» **PAGE EXCERPT**
Galega orientalis is a species of flowering plant in the Fabaceae, the legume family. It is known commonly as fodder galega and eastern galega. It is cultivated as a fodder and forage for livestock.

This species is native to the Caucasus. Its native range includes parts of Russia, Armenia, and Azerbaijan. It has been introduced to many other regions for use in agriculture.

== Taxonomy ==
It was first described in 1788 by Jean-Baptiste Lamarck.

==Description==
This species is a perennial herb with a taproot and rhizome system. It produces stems up to 2 m tall which branch near the middle. The leaves are pinnate. The inflorescence bears up to 70 lilac-colored flowers, and some cultivars can produce more. The fruit pod is up to 4 cm long and contains up to 8 seeds each a few millimeters in length.

==Biology==
The plant can grow on a variety of soil types, performing best on deep, light, friable, well-drained, higher-pH soils. It is quite tolerant of winter cold, but late-season frosts can damage fresh growth. It is somewhat tolerant of drought and flooding. It does not do as well on acidic, peaty, or water-logged soils. It responds well to supplemental phosphorus and potassium.

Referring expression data
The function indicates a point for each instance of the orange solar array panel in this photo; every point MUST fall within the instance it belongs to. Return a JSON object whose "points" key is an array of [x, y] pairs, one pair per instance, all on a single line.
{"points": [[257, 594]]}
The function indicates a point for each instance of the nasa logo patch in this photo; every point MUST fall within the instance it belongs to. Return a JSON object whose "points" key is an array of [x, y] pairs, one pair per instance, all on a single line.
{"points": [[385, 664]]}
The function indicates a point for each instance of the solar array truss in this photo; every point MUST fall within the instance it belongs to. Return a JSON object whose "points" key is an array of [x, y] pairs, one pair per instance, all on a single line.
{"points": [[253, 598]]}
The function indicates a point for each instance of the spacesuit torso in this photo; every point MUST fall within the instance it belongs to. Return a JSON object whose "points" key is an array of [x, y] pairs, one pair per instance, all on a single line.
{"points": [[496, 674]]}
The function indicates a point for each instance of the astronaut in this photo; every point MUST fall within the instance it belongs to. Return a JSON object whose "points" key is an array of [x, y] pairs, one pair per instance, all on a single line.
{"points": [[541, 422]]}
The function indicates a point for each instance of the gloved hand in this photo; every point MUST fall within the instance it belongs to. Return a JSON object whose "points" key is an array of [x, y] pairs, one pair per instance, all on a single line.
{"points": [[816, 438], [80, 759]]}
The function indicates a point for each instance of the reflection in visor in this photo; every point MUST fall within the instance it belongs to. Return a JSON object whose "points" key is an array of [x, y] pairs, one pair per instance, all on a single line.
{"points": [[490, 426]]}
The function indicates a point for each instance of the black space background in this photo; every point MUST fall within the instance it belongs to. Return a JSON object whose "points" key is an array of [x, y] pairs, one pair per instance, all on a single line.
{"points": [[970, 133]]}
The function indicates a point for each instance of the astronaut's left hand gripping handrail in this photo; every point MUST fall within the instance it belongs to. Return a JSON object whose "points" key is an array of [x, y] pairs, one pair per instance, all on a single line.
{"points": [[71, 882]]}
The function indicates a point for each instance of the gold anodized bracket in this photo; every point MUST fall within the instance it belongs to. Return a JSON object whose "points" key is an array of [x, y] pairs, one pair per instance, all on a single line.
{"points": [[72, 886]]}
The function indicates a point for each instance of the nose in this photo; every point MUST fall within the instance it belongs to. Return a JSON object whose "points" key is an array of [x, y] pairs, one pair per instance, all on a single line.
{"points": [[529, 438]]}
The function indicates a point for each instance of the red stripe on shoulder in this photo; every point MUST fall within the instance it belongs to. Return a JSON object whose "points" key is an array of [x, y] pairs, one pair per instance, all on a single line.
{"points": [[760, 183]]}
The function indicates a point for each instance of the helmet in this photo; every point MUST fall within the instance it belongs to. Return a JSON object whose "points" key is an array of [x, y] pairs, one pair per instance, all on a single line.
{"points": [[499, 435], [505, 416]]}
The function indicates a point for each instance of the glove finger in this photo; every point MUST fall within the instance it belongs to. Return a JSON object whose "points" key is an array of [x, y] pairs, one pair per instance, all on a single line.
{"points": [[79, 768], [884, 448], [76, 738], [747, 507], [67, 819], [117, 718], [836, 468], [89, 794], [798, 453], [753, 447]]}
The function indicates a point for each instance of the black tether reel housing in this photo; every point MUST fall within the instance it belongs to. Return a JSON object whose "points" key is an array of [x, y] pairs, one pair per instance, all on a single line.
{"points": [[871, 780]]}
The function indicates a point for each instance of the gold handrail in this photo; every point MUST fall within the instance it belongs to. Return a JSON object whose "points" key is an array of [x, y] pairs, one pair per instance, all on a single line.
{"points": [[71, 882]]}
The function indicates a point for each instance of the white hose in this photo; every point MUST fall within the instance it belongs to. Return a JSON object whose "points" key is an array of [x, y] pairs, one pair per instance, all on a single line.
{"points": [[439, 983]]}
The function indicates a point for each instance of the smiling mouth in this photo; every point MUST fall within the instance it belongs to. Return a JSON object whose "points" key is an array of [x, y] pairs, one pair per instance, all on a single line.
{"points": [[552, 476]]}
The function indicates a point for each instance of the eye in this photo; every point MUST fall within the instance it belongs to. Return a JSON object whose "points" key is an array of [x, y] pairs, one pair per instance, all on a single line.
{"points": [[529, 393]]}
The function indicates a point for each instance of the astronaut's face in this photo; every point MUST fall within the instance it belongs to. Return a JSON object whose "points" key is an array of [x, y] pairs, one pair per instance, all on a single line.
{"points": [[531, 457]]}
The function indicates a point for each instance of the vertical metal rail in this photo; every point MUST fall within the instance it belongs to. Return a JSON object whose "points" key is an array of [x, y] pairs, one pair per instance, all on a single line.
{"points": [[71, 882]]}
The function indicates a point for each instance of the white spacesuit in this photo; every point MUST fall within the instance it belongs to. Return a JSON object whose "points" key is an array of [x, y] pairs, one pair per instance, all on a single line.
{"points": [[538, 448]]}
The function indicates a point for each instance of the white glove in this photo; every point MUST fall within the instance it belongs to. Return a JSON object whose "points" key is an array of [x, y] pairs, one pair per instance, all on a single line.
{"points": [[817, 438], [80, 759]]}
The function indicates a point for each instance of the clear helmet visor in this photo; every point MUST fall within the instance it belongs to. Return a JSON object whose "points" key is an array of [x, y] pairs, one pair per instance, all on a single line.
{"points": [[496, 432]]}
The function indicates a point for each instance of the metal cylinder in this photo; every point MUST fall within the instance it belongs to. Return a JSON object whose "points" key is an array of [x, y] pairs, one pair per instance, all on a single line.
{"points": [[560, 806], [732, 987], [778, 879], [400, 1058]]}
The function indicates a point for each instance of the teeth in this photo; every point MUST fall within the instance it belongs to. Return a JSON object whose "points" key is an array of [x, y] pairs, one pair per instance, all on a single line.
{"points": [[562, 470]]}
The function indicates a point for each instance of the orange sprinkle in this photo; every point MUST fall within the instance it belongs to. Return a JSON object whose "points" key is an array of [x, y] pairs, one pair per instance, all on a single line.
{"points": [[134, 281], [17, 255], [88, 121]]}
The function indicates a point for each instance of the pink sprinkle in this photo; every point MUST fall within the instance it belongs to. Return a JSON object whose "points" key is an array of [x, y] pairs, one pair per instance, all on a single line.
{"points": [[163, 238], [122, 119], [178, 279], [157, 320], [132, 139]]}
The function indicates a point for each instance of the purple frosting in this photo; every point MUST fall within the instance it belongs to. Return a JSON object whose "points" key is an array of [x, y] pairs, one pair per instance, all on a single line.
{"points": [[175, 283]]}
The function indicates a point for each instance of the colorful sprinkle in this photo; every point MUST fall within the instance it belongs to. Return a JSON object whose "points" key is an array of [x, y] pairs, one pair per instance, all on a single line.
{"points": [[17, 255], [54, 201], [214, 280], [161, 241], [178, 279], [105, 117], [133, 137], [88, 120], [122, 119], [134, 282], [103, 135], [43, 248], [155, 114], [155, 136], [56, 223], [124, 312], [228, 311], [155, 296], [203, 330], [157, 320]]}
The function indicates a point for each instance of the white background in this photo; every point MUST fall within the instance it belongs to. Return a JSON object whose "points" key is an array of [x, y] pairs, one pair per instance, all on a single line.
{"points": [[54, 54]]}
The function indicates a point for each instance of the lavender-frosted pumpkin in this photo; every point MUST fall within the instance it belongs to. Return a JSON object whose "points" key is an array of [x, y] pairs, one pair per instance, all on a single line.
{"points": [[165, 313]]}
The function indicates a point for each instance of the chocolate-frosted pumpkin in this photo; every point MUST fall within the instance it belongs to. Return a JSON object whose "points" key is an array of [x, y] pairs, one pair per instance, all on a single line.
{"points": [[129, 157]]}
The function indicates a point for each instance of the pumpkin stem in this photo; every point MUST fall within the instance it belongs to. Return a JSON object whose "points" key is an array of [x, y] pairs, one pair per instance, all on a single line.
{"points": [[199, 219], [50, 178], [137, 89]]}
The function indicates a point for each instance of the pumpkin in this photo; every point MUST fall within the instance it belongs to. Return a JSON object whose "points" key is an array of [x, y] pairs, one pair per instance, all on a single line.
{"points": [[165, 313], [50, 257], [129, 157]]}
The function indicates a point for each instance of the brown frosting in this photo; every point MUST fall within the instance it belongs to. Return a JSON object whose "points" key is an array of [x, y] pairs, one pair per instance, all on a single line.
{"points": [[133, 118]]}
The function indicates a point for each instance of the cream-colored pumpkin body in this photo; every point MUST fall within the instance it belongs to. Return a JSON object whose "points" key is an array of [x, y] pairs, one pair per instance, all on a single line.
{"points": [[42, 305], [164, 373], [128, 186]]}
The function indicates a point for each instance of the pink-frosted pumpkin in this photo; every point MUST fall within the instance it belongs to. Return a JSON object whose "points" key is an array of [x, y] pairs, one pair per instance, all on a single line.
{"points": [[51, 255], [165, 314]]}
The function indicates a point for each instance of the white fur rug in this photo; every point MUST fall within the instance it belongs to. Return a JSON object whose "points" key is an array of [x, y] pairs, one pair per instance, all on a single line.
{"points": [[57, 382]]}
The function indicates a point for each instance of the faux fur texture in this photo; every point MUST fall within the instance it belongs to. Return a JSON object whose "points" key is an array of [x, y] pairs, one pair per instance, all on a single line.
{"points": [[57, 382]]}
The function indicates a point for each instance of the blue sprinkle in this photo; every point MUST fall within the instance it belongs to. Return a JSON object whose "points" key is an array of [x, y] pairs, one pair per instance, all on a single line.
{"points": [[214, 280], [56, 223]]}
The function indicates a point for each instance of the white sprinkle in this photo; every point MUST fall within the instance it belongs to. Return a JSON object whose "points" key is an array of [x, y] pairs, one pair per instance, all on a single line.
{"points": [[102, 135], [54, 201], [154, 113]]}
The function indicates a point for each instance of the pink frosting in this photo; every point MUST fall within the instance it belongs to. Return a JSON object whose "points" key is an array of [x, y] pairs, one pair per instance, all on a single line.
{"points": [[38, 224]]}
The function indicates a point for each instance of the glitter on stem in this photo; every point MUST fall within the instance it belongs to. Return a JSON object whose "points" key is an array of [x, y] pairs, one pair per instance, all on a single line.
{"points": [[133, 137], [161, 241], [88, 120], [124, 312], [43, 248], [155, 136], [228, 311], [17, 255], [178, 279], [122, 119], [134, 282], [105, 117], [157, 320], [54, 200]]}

» **TASK DESCRIPTION**
Put this sentence from the page excerpt on eastern galega into Spanish: "It is somewhat tolerant of drought and flooding."

» **ANSWER TO THIS PROBLEM**
Es algo tolerante a la sequía y a las inundaciones.